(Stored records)
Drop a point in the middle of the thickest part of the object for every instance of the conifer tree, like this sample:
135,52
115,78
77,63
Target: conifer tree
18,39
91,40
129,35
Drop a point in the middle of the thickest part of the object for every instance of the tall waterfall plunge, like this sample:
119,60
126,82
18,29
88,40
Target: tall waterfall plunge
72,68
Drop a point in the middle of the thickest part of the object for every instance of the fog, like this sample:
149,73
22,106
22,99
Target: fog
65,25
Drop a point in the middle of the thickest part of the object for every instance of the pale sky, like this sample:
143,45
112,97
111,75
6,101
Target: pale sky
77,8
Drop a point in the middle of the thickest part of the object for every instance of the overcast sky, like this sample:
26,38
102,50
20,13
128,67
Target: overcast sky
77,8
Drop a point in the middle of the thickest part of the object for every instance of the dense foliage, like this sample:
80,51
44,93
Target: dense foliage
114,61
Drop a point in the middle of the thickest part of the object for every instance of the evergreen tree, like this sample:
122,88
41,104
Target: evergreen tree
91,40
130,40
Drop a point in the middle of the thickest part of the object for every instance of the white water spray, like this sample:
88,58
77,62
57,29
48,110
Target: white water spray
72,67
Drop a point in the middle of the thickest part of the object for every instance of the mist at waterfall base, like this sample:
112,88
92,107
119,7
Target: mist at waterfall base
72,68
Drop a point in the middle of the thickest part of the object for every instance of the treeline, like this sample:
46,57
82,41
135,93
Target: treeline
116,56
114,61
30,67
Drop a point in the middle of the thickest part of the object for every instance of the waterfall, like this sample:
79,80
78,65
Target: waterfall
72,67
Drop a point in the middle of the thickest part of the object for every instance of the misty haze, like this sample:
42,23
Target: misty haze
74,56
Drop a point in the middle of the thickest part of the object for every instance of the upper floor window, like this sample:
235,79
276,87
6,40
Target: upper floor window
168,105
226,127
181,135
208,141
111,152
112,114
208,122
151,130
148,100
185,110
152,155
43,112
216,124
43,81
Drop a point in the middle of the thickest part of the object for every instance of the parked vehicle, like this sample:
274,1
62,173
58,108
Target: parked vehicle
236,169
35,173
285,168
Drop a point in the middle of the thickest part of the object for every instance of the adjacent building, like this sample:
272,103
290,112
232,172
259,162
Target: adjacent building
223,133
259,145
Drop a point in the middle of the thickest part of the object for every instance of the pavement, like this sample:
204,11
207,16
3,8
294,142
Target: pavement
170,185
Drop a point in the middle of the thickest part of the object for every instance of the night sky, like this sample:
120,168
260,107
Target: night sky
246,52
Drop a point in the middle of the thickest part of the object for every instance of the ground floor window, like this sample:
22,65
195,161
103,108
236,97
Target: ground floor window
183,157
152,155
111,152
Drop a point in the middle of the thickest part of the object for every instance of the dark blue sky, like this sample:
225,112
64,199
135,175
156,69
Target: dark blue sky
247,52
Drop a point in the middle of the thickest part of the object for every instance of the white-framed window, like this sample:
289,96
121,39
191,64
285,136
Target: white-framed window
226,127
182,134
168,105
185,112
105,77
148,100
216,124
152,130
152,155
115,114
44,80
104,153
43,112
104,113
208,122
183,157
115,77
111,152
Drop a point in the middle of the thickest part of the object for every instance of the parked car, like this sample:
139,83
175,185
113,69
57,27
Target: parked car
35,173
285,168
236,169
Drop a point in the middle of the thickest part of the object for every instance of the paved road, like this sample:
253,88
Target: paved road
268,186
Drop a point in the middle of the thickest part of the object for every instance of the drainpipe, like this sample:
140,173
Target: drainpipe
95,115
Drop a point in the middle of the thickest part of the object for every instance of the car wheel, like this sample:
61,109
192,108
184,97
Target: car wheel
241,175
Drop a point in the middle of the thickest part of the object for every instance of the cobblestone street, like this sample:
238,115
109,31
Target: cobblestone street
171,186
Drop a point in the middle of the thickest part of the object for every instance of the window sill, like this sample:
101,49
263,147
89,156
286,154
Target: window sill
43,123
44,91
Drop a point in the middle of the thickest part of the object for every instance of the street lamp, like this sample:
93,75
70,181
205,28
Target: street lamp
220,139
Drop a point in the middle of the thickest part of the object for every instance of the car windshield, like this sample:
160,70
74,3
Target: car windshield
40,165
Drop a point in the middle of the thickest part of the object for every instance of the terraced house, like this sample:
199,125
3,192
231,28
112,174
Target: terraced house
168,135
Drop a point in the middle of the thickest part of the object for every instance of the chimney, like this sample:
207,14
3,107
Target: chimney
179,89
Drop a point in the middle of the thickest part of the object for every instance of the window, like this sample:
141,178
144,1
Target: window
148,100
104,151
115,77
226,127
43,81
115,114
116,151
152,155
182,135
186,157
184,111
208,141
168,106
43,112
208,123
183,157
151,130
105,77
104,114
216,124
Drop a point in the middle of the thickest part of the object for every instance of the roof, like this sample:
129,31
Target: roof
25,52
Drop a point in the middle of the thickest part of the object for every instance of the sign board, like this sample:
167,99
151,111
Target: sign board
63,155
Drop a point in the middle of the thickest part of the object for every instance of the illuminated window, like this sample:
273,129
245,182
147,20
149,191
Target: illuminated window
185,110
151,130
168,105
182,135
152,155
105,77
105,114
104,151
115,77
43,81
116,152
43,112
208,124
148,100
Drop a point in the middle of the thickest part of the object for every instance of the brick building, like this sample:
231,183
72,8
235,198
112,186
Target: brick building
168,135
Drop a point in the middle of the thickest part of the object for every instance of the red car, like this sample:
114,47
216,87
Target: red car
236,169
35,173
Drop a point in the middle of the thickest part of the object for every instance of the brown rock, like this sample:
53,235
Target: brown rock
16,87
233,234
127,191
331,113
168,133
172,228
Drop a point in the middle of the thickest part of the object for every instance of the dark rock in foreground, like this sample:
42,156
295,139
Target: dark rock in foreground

__Given instruction__: All of the lines above must be returned exactly.

__Response to this exercise__:
Drop a point in the middle of the thickest part of the object for every instance of the conifer tree, like this sample:
135,52
115,78
77,63
Target: conifer tree
18,39
91,40
129,35
Drop a point in the middle of the thickest part of the object for every instance of the tall waterfall plunge, like this sample:
119,60
126,82
18,29
88,40
Target: tall waterfall plunge
72,68
Drop a point in the middle of the thickest part of the object for every instance of the fog, like this sample:
149,73
22,106
22,99
Target: fog
65,25
Drop a point in the middle of the thickest part of the object for every instance of the pale sky, like this sample:
143,45
112,97
111,75
6,101
Target: pale sky
77,8
Drop a point in the middle of the thickest part of the object for every instance of the overcast sky, like this sample:
26,38
102,50
20,13
128,67
Target: overcast sky
77,8
Drop a point in the middle of the thickest part of the object for every instance of the dense foliage, like this sample:
80,51
44,93
Target: dense foliage
114,61
Drop a point in the middle of the thickest part of the object for every instance of the evergreen tree, like this sample:
122,88
41,104
Target: evergreen tree
91,40
130,40
Drop a point in the middle of the thickest part of the object for every instance of the white water spray, like this sample:
88,58
77,62
57,29
48,110
Target: white water spray
72,67
Drop a point in the middle of the thickest part of the object for every instance of the mist at waterfall base, like this sample:
112,88
92,107
119,7
Target: mist at waterfall base
72,68
Drop a point in the middle of the thickest part of the object for every instance of the treeline, like this sample:
46,57
82,41
135,93
Target: treeline
116,56
114,61
30,67
Drop a point in the middle of the thickest part of the object for every instance of the waterfall, like this sample:
79,80
78,65
Target: waterfall
72,67
Drop a point in the middle of the thickest part of the object for every instance of the misty haze, like this sample:
42,23
Target: misty haze
74,56
Drop a point in the middle of the thickest part of the object for every instance of the upper floor window, like this sample:
235,79
276,87
6,40
Target: upper floor window
168,105
226,127
181,135
208,141
111,152
112,114
208,122
151,130
148,100
185,110
152,155
43,112
216,124
43,81
Drop a point in the middle of the thickest part of the object for every instance of the parked vehicle, like this sample:
274,1
62,173
58,108
Target: parked vehicle
236,169
35,173
285,168
Drop a point in the middle of the thickest part of the object for every instance of the adjacent building, like this sample:
272,103
290,112
232,172
259,162
Target: adjacent building
223,133
259,145
Drop a point in the middle of the thickest part of the object for every instance of the pavement, like this sample:
204,11
207,16
3,8
294,142
Target: pavement
170,185
Drop a point in the middle of the thickest part of the object for every instance of the night sky, like this sample:
120,168
260,107
Target: night sky
246,52
Drop a point in the middle of the thickest part of the object for every instance of the ground floor window, like this sample:
22,65
195,161
103,108
236,97
Target: ground floor window
183,157
152,155
111,152
Drop a point in the middle of the thickest part of the object for every instance of the dark blue sky, like this sample:
225,112
64,199
135,175
156,69
Target: dark blue sky
247,52
Drop a point in the middle of the thickest part of the object for every instance of the white-framed window, like this sample:
289,96
121,39
191,64
285,136
Target: white-framed window
226,127
182,134
168,105
185,112
105,77
148,100
216,124
152,130
152,155
115,114
44,80
104,153
43,112
104,113
208,122
183,157
115,77
111,152
Drop a point in the middle of the thickest part of the object for every instance of the parked car, like this sample:
139,83
175,185
113,69
57,27
Target: parked car
35,173
285,168
236,169
Drop a point in the middle of the thickest part of the object for every instance of the paved road, like this sample:
253,88
Target: paved road
268,186
Drop a point in the middle of the thickest part of the object for every instance of the drainpipe, like this sample:
140,173
Target: drainpipe
95,115
Drop a point in the middle of the thickest part of the object for every instance of the car wheel, like this sample:
61,109
192,108
184,97
Target: car wheel
241,175
Drop a point in the middle of the thickest part of the object for every instance of the cobblestone street, like this sample:
238,115
109,31
Target: cobblestone street
171,186
Drop a point in the middle of the thickest part of the object for every instance of the window sill, like this sample:
101,49
263,147
89,156
286,154
Target: window sill
43,123
44,91
Drop a point in the middle of the thickest part of the object for every instance of the street lamp, like this sample:
93,75
70,181
205,28
Target: street lamp
220,139
Drop a point in the middle of the thickest part of the object for every instance of the car windshield, like this sample:
160,70
74,3
Target: car windshield
40,165
Drop a point in the middle of the thickest part of the object for every instance of the terraced house, like this sample:
199,125
3,192
231,28
112,174
Target: terraced house
168,135
Drop a point in the middle of the thickest part of the object for every instance of the chimney, like this sample:
207,14
3,107
Target: chimney
179,89
Drop a point in the middle of the thickest part of the object for every instance of the window, like this sample:
141,178
144,1
Target: window
148,100
104,151
115,77
226,127
43,81
115,114
116,151
152,155
182,135
186,157
184,111
208,141
168,106
43,112
208,123
183,157
151,130
105,77
104,114
216,124
Drop a point in the middle of the thickest part of the object for every instance of the roof, like this sample:
129,31
Target: roof
25,52
Drop a point in the middle of the thickest part of the object for every instance of the sign board, like this sample:
167,99
151,111
Target: sign board
63,155
Drop a point in the middle of the thickest part of the object for every instance of the illuminated window, like this sample:
273,129
245,182
147,20
149,191
Target: illuminated window
185,110
151,130
168,105
182,135
152,155
105,77
105,114
104,151
115,77
43,81
116,152
43,112
208,124
148,100
Drop a point in the middle of the thickest part of the object for every instance of the brick building, like this sample:
231,183
72,8
235,198
112,186
Target: brick building
168,135
Drop a point in the middle of the thickest part of the object for every instance of the red car, like this sample:
114,47
216,87
Target: red car
236,169
35,173
Drop a point in the middle of the thickest part of the object for every instance of the brown rock, like this sample:
53,235
Target: brown rock
16,87
233,234
127,191
331,113
168,133
172,228
Drop a point in the middle of the thickest part of the object for every instance of the dark rock in foreground, like this sample:
42,156
295,139
Target: dark rock in foreground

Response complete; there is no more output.